> SOURCE DATA

────

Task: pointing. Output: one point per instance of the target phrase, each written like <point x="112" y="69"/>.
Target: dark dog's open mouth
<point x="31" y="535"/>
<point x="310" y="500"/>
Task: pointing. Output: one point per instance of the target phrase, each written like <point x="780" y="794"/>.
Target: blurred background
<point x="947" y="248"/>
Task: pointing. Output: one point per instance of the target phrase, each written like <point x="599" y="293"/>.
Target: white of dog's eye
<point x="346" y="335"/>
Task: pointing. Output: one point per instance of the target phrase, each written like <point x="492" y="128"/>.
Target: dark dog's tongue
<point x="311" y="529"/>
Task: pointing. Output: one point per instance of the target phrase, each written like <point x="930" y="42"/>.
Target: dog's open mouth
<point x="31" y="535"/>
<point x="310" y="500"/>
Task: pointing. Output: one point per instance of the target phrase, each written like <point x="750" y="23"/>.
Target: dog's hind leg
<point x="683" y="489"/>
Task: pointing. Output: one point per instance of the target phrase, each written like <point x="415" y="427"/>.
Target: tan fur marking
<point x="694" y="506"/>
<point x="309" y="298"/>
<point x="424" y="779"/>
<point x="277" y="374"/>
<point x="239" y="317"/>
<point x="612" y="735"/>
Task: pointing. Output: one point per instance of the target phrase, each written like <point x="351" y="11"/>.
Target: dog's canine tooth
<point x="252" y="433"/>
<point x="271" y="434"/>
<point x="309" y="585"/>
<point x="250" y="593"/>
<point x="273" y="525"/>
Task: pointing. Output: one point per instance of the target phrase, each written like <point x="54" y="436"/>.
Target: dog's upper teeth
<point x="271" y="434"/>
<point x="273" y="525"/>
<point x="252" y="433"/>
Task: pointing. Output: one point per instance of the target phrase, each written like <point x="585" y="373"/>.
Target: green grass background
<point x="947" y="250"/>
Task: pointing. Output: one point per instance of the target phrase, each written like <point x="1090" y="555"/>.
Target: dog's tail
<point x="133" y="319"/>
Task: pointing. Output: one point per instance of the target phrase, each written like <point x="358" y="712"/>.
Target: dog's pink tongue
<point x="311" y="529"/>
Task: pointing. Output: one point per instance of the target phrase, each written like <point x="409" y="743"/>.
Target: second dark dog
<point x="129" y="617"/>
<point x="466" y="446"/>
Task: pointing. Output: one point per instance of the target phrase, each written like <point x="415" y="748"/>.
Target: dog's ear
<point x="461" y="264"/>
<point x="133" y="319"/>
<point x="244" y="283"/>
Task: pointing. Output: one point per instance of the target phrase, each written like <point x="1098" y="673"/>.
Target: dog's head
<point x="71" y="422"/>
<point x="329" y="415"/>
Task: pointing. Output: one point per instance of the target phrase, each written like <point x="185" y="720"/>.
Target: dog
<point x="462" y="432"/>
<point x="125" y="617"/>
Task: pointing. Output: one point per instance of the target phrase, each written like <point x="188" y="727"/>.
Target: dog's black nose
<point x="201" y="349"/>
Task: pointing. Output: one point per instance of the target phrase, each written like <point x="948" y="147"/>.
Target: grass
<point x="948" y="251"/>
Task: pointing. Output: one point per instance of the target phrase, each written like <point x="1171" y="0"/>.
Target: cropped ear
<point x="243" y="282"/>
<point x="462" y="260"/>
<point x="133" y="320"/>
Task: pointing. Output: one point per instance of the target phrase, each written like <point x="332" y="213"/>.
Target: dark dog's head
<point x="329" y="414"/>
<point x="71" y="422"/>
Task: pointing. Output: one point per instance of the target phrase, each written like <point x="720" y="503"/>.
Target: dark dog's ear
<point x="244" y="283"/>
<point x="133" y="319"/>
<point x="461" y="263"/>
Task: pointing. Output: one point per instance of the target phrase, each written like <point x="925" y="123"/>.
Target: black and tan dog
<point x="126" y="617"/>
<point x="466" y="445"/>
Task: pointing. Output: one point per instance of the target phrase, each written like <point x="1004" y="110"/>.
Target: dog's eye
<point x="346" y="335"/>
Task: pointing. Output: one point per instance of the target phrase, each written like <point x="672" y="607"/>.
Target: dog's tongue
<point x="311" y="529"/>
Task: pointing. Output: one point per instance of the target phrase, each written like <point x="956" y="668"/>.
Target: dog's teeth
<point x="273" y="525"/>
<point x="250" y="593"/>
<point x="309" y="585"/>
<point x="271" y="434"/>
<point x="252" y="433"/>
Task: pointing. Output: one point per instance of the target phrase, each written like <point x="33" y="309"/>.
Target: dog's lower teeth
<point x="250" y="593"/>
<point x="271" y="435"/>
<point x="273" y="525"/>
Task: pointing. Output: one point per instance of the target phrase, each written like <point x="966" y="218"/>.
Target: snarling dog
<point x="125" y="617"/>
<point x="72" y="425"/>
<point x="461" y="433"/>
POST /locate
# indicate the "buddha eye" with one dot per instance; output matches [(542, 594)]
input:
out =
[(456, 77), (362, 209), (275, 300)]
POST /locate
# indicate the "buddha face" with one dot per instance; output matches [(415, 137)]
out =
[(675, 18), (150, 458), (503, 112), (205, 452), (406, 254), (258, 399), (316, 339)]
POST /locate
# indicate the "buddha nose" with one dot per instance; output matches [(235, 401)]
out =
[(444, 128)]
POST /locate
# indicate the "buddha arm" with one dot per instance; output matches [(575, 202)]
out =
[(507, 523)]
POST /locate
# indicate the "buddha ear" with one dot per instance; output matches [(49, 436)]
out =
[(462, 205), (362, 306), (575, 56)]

────

> WHAT NEEDS TO BE DONE
Print the entries again so that each one matches exactly.

> THE COMPLETED TASK
Task: pointing. Output: one point per instance of the target phrase, each written like <point x="112" y="69"/>.
Target: dark dog's open mouth
<point x="31" y="535"/>
<point x="310" y="500"/>
Task: pointing. Output: one point per instance of the target phrase, each written like <point x="780" y="794"/>.
Target: blurred background
<point x="947" y="248"/>
Task: pointing. Output: one point per instance of the target phrase, each written like <point x="599" y="293"/>.
Target: white of dog's eye
<point x="346" y="335"/>
Task: pointing. Output: one point per instance of the target phrase, each written like <point x="492" y="128"/>.
Target: dark dog's tongue
<point x="311" y="529"/>
Task: pointing. Output: one point per instance of the target phrase, each written like <point x="930" y="42"/>.
Target: dog's open mouth
<point x="31" y="535"/>
<point x="310" y="500"/>
Task: pointing. Output: one point per instance of the target phrase, each written like <point x="750" y="23"/>.
Target: dog's hind leg
<point x="683" y="489"/>
Task: pointing. Output: one point per instance of the target phrase, each written like <point x="415" y="427"/>.
Target: tan fur marking
<point x="694" y="506"/>
<point x="309" y="298"/>
<point x="424" y="779"/>
<point x="277" y="374"/>
<point x="239" y="317"/>
<point x="612" y="735"/>
Task: pointing. Output: one point per instance of the target phrase, each written like <point x="351" y="11"/>.
Target: dog's canine tooth
<point x="252" y="433"/>
<point x="271" y="434"/>
<point x="309" y="585"/>
<point x="250" y="593"/>
<point x="273" y="525"/>
Task: pointing. Output: one point per instance of the target phrase, each written like <point x="54" y="436"/>.
Target: dog's upper teeth
<point x="271" y="434"/>
<point x="273" y="525"/>
<point x="252" y="433"/>
Task: pointing. Output: one point per instance of the target phrase, each written like <point x="585" y="373"/>.
Target: green grass background
<point x="947" y="250"/>
Task: pointing. Output: one point per instance of the target phrase, each written like <point x="1090" y="555"/>.
Target: dog's tail
<point x="133" y="319"/>
Task: pointing. Output: one point per instance of the target phrase, each written like <point x="358" y="712"/>.
Target: dog's pink tongue
<point x="311" y="529"/>
Task: pointing. Output: one point per instance of the target phrase, each written like <point x="409" y="743"/>.
Target: second dark dog
<point x="129" y="617"/>
<point x="466" y="446"/>
Task: pointing. Output: one point per instance of the target phrase, each written like <point x="415" y="748"/>.
Target: dog's ear
<point x="461" y="264"/>
<point x="133" y="319"/>
<point x="244" y="283"/>
Task: pointing. Output: one point per instance of the target phrase, each written like <point x="1098" y="673"/>.
Target: dog's head
<point x="71" y="422"/>
<point x="329" y="415"/>
Task: pointing. Output: one point per instance of the target phrase, each written like <point x="185" y="720"/>.
Target: dog
<point x="462" y="432"/>
<point x="125" y="617"/>
Task: pointing. Output: one point per instance of the target phrase, each written like <point x="188" y="727"/>.
Target: dog's black nose
<point x="201" y="349"/>
Task: pointing. Output: one point per instance of the target phrase, each written like <point x="948" y="147"/>.
Target: grass
<point x="948" y="251"/>
Task: pointing. Output: one point per instance of the target phrase, each written like <point x="1171" y="0"/>.
Target: cropped ear
<point x="243" y="282"/>
<point x="462" y="260"/>
<point x="133" y="320"/>
Task: pointing. Output: one point per instance of the target phrase, each written like <point x="332" y="213"/>.
Target: dark dog's head
<point x="329" y="414"/>
<point x="71" y="422"/>
Task: pointing. Output: one point per instance of the target phrase, each written like <point x="720" y="503"/>.
Target: dark dog's ear
<point x="244" y="283"/>
<point x="133" y="319"/>
<point x="461" y="263"/>
Task: pointing. Output: one point per instance of the target phrase, each written like <point x="925" y="123"/>.
Target: black and tan dog
<point x="126" y="617"/>
<point x="466" y="445"/>
Task: pointing. Output: one point per instance of the target phrase, each written like <point x="1004" y="110"/>.
Target: dog's eye
<point x="346" y="335"/>
Task: pointing. Output: one point per instance of the target phrase, each written like <point x="672" y="607"/>.
Target: dog's tongue
<point x="311" y="529"/>
Task: pointing. Output: one point per instance of the target phrase, each written like <point x="956" y="668"/>.
Target: dog's teeth
<point x="273" y="525"/>
<point x="250" y="593"/>
<point x="309" y="585"/>
<point x="271" y="434"/>
<point x="252" y="433"/>
Task: pointing. Output: one point per instance of the target phrase, each written like <point x="33" y="309"/>.
Target: dog's lower teeth
<point x="250" y="593"/>
<point x="271" y="435"/>
<point x="273" y="525"/>
Task: pointing. Output: one point per instance of the target phrase, each written like <point x="966" y="218"/>.
Target: snarling dog
<point x="125" y="617"/>
<point x="72" y="425"/>
<point x="461" y="433"/>
POST /locate
# indicate the "buddha eye" with one dot per instance; output matches [(542, 594)]
input:
out =
[(456, 77), (362, 209), (275, 300)]
POST /locate
# indicate the "buddha face" with one dot per instance; output matches [(415, 137)]
out =
[(675, 18), (150, 458), (503, 112), (205, 452), (406, 254), (258, 399), (316, 339)]
POST /locate
# indicate the "buddha nose" with one dot per instance; output matches [(235, 401)]
out =
[(444, 128)]
POST /locate
# indicate the "buddha arm" with one dot per instance; output matches [(575, 202)]
out =
[(507, 523)]
POST /locate
# indicate the "buddha ear" with one dot per instance; output matches [(49, 436)]
out =
[(462, 205), (362, 306), (575, 56)]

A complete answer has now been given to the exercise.